Task statement:
Transcribe the listing underneath, keeping each word exact and omitting the images.

****************************************

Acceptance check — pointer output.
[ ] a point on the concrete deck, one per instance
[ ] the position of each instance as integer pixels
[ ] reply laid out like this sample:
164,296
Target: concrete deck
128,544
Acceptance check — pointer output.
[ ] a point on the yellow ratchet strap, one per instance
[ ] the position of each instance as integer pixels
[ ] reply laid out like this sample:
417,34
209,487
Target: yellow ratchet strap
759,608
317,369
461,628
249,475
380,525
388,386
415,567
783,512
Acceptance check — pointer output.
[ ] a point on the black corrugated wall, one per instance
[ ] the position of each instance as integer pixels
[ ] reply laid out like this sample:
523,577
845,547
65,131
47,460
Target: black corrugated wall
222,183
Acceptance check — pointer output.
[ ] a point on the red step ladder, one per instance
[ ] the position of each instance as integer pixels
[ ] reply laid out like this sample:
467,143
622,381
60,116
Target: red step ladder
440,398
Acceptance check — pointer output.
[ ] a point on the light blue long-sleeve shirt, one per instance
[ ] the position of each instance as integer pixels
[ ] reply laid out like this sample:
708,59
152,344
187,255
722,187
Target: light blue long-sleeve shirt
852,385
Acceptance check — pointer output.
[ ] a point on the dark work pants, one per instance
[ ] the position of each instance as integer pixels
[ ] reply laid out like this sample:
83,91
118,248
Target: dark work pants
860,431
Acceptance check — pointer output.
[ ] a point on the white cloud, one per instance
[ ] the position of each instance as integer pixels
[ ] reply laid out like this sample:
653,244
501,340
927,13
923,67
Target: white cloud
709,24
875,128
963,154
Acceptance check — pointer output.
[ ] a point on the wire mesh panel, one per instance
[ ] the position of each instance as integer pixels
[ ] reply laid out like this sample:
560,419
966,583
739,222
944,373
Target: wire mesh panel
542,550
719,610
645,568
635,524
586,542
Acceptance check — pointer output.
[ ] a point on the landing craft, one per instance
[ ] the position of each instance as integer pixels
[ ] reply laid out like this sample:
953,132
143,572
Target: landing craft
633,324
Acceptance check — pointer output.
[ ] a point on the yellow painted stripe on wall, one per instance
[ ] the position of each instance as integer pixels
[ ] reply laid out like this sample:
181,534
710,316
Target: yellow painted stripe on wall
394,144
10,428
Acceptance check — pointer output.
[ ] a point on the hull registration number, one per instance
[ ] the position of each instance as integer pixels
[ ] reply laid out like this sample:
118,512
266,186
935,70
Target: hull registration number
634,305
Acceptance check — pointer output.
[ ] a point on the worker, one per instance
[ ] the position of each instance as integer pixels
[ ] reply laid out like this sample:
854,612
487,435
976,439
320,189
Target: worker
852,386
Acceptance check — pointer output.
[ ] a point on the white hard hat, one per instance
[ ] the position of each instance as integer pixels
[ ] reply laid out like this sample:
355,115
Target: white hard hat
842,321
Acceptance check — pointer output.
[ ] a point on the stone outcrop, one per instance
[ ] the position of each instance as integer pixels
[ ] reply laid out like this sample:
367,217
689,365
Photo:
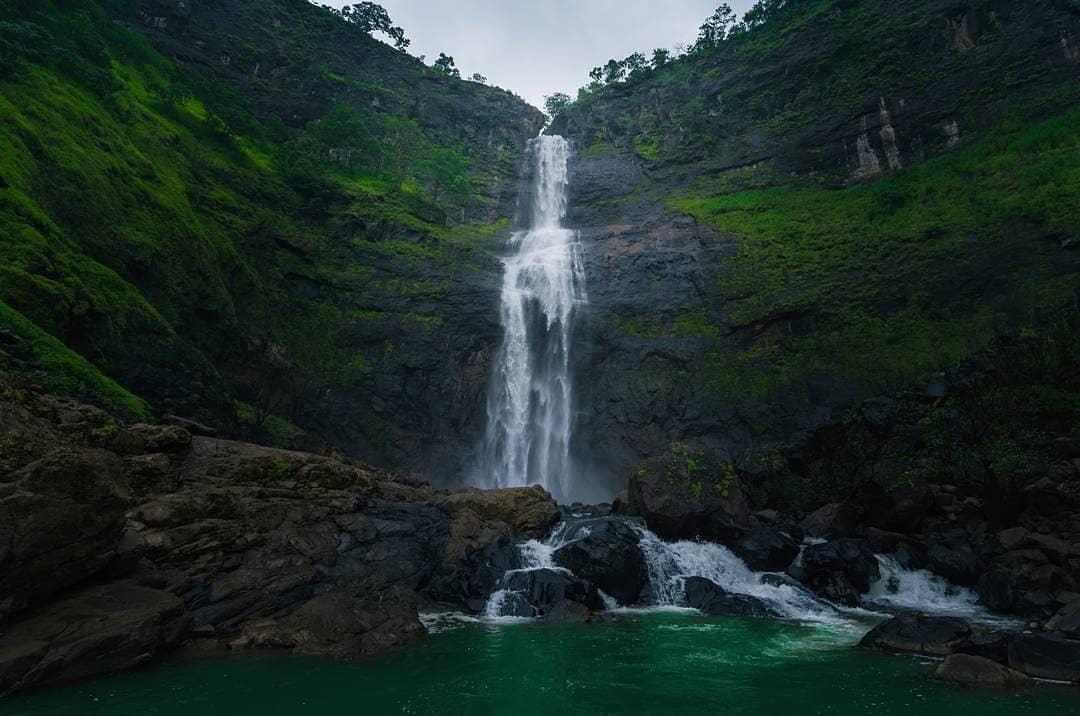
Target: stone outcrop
840,570
608,556
707,596
915,633
675,505
95,631
130,541
976,671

****************************************

Result of the exercise:
Acceptance check — pointer output.
[ ] a point on the concrete deck, one per instance
[ ] the position of each instance as integer pixels
[ ] reply laid out like this sample:
164,296
Target: concrete deck
128,544
Acceptance check — pointer output.
[ ] a point on the yellow ratchet strap, one per instance
[ ] the position of each instance as integer pixels
[ ] reply laid out like this sample:
417,34
209,487
Target: yellow ratchet strap
759,608
317,369
461,628
249,475
380,525
388,386
415,567
783,512
Acceptance check — pointer output.
[ ] a point on the black corrugated wall, one per instance
[ ] the position of each instance as integer pixels
[ ] reply laid out like this sample:
523,577
845,547
65,131
47,460
Target: black corrugated wall
222,183
Acceptance check — pointer output.
[ ] a point on the red step ladder, one per instance
[ ] the position of each instance as integer pixels
[ ] reply laid out like this sample:
467,143
622,381
60,116
Target: red step ladder
440,398
Acceptance check — pointer output.
[ ] a point on the light blue long-sleeve shirt, one per instance
[ ] the position of each instance as integer pixels
[ ] reply laid out like this sample:
708,59
152,344
187,255
722,187
Target: light blue long-sleeve shirt
852,385
Acceptance check — pointer output.
[ ] a point on the dark work pants, one per instance
[ ] the position of each instance as integer pixels
[ ] reply laid out like this sample:
83,91
118,248
Target: dark work pants
860,431
Acceptance check — pointer output.
[ ] a point on the white cloud, one per instance
[ ] the position of each instance as integer pixels
[ ] reply laid out like this sample:
653,244
501,340
927,13
923,67
Target: white cloud
709,24
875,128
963,154
Acceptance check — pointer output.
[ ] a point on the wire mesh panel, one per instance
[ ] the position of each instance as integer pixels
[ ] reply laid out like this sample:
560,419
966,583
739,222
944,373
Target: wire mesh panel
542,550
719,610
645,568
635,524
586,542
Acceptance check — pointer output.
[ ] a point on the landing craft, one per instance
[ ] the position of each instance as integer pixels
[ ] reply laid out like this sample:
953,132
143,572
Target: landing craft
633,324
Acceptance check — pointer output.
[ ] a point on the yellow painted stripe on wall, one per instance
[ ] the position of each instance as integer pixels
[ ] reply laid out like this sample:
181,534
710,316
Target: yellow painted stripe on wall
394,144
10,428
Acceptance check — pointer output.
[ ] a point on the hull registration number, one per instance
[ ] the position of each instance as integer pixels
[ ] reply laid out like this sample:
118,512
266,186
935,70
Target: hull registration number
634,305
Acceptance check — pointer output.
[ ] a point on the worker, one per instance
[ ] the position of each instance as integer pixels
[ ] reply laid out like this sample:
854,612
487,435
976,439
320,189
Target: worker
852,386
Acceptance check — pointer output.
[ ] a point on the white hard hat, one per instance
[ ] the position of each instance as integer pixels
[ ] reply laid out like this sample:
355,115
Target: white hard hat
842,321
Acceptance check — pointer output.
[ ] a point on the stone outcrop, one per instance
[ ] the position of each instance as integer pixels
[ ] reply laid out like this sample:
367,217
689,365
Photo:
Target: stone outcrop
840,570
608,556
707,596
915,633
675,505
95,631
130,541
976,671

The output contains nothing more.